======== Textauszug

Lord of the Flies in der Verfilmung von 1963

Lord of the Flies in der Verfilmung von 1963

Die Halbwüchsigen-Kolonie erinnert an William Goldings mehrfach verfilmten Roman Lord of the Flies (1954). Bei Golding stranden britische Jugendliche auf einer pazifischen Insel und errichten dort bald ein Terrorregime. Die pessimistische Botschaft des Romans: Der Mensch ist eine Bestie, und selbst bestens erzogene britische Jünglinge werden zu Ungeheuern, wenn die normalen gesellschaftlichen Normen wegfallen. Der Roman kann in diesem Sinne als eine Art Radikaldystopie verstanden werden: Es braucht gar keinen Big Brother oder eine übermächtige Partei, um ein Schreckensregime zu errichten. Die Protagonisten des Romans besorgen das alleine – notabene vor dem Hintergrund eines Südseeparadieses.

================
======== Auszüge aus Material

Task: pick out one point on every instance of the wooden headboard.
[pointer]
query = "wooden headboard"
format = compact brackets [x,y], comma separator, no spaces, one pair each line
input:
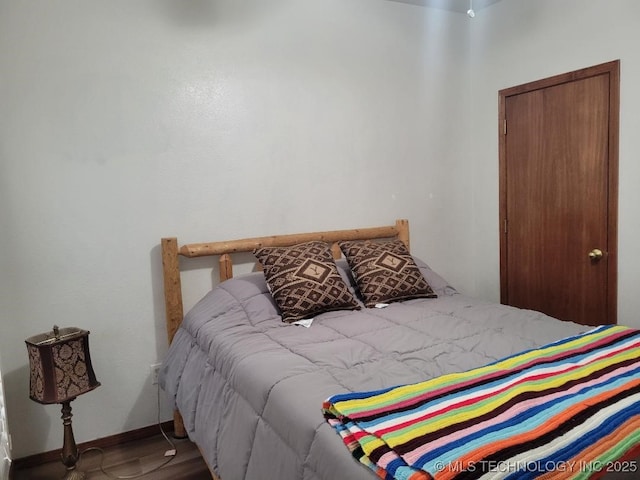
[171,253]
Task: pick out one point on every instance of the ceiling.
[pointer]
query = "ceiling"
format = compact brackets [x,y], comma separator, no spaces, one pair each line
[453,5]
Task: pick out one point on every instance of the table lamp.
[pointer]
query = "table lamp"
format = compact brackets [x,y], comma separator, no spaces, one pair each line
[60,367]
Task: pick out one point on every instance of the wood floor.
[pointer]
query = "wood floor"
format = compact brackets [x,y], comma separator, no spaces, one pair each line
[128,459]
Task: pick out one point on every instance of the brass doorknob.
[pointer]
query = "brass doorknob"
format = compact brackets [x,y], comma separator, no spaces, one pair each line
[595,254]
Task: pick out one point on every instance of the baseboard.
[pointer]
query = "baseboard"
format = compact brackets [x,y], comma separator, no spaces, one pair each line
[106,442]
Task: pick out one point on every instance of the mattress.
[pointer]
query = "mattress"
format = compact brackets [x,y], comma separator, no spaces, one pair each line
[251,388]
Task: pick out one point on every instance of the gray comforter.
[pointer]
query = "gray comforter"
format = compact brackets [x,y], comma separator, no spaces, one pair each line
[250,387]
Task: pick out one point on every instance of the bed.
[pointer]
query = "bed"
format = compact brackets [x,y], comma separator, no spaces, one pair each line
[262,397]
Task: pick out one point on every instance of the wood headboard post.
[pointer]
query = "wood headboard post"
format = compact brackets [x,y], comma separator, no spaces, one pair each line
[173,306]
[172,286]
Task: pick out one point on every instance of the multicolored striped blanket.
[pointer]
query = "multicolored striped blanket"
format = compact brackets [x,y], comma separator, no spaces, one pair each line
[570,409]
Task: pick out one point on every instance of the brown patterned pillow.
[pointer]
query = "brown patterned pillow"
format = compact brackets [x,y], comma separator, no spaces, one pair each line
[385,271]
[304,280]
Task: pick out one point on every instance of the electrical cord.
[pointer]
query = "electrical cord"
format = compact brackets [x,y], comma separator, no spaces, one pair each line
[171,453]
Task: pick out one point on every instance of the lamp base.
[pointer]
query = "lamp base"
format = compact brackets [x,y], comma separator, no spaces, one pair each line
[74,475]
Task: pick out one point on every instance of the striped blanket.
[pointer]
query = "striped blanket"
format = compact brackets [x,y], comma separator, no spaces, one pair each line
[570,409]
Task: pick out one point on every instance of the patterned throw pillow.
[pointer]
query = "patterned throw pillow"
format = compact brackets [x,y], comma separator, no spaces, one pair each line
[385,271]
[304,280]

================
======== Auszüge aus Material

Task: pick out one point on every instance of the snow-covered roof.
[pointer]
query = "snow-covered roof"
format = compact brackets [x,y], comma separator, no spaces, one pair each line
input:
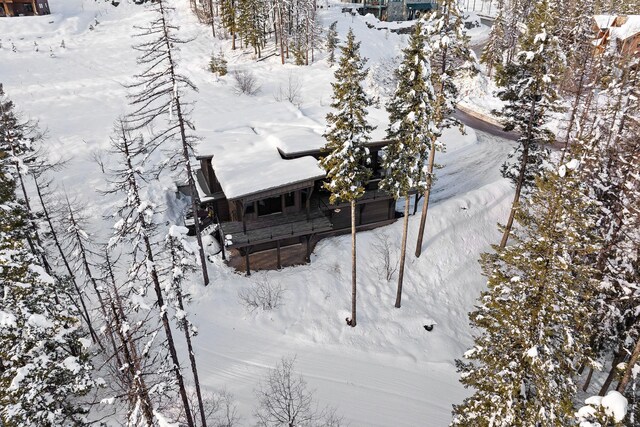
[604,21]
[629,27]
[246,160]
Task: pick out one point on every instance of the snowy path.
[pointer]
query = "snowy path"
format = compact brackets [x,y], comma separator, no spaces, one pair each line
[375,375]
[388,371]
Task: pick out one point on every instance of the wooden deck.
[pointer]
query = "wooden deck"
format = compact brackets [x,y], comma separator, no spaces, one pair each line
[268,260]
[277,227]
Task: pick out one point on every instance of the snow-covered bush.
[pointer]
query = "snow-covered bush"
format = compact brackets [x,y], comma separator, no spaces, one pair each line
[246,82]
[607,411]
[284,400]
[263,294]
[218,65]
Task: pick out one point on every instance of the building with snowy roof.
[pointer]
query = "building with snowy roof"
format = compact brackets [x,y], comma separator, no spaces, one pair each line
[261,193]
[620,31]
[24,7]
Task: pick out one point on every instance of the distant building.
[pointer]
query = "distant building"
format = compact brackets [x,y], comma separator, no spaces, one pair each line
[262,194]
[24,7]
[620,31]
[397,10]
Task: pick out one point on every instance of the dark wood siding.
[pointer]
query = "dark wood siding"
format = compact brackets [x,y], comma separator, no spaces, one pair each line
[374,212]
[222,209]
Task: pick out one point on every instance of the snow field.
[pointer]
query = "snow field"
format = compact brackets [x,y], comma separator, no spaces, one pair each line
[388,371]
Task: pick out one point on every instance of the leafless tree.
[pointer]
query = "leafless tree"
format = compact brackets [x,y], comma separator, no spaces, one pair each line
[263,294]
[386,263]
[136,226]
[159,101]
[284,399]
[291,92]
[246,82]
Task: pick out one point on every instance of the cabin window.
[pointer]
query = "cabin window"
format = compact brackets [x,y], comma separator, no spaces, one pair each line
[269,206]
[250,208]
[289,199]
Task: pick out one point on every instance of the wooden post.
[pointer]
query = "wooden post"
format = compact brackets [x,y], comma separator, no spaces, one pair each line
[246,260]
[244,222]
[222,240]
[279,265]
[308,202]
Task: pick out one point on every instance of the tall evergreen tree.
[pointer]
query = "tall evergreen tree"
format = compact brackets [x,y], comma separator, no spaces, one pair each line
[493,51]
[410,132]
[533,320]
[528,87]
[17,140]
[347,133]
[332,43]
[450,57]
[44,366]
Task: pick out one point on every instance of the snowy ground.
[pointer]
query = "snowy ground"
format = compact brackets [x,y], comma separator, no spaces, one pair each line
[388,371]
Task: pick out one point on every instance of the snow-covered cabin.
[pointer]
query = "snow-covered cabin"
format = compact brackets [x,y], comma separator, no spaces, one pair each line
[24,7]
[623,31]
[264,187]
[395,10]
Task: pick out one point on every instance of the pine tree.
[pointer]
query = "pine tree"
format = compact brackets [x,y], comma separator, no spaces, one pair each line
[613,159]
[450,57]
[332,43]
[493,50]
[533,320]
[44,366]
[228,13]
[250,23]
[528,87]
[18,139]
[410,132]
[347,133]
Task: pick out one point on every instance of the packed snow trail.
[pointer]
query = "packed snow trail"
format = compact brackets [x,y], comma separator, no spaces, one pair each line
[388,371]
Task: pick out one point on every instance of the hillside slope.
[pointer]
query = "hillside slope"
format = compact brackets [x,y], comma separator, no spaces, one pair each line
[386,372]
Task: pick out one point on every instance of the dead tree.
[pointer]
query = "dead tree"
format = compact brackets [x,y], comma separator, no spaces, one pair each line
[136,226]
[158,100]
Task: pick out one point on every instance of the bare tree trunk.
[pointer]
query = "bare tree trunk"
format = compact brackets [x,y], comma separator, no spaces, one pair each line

================
======== Auszüge aus Material

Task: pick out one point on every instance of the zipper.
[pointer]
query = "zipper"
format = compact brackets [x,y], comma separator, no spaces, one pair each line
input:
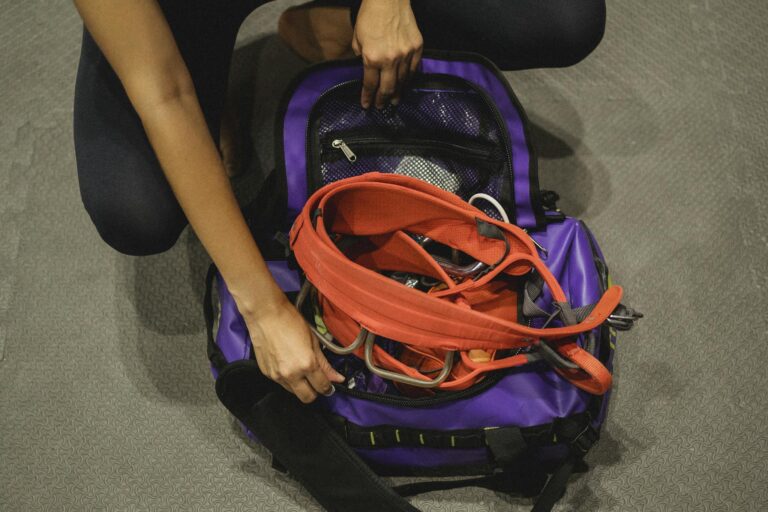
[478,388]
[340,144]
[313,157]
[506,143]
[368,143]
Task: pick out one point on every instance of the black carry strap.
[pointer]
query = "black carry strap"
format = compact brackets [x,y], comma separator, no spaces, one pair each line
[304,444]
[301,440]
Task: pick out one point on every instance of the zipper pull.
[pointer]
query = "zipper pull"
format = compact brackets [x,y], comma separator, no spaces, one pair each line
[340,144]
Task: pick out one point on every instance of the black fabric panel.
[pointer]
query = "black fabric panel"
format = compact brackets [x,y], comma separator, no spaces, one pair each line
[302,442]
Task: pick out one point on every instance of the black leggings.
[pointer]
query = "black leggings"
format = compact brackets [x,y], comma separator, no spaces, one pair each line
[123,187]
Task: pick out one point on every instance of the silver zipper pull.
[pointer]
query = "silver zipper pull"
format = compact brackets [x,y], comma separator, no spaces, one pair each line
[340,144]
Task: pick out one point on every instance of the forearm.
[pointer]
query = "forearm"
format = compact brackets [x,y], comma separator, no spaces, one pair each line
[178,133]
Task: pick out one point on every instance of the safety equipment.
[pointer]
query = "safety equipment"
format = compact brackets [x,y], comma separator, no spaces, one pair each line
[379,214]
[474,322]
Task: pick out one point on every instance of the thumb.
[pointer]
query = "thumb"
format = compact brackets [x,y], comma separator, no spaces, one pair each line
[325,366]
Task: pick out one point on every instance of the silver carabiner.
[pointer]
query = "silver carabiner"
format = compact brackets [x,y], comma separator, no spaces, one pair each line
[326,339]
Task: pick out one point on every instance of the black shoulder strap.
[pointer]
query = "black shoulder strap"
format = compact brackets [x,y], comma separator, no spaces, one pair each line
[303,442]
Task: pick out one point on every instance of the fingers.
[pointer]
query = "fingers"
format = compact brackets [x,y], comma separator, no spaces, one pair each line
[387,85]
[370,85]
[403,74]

================

• _Arbeitsauftrag_: Gib bitte den Textauszug von „Die Halbwüchsigen-Kolonie erinnert“ bis einschließlich „Hintergrund eines Südseeparadieses.“ wieder und tausche dabei „Terrorregime“ gegen „Gewaltregime“ aus. Maßgeblich ist allein der Textauszug, nicht das Material.

• _Richtige Lösung_:
Die Halbwüchsigen-Kolonie erinnert an William Goldings mehrfach verfilmten Roman Lord of the Flies (1954). Bei Golding stranden britische Jugendliche auf einer pazifischen Insel und errichten dort bald ein Gewaltregime. Die pessimistische Botschaft des Romans: Der Mensch ist eine Bestie, und selbst bestens erzogene britische Jünglinge werden zu Ungeheuern, wenn die normalen gesellschaftlichen Normen wegfallen. Der Roman kann in diesem Sinne als eine Art Radikaldystopie verstanden werden: Es braucht gar keinen Big Brother oder eine übermächtige Partei, um ein Schreckensregime zu errichten. Die Protagonisten des Romans besorgen das alleine – notabene vor dem Hintergrund eines Südseeparadieses.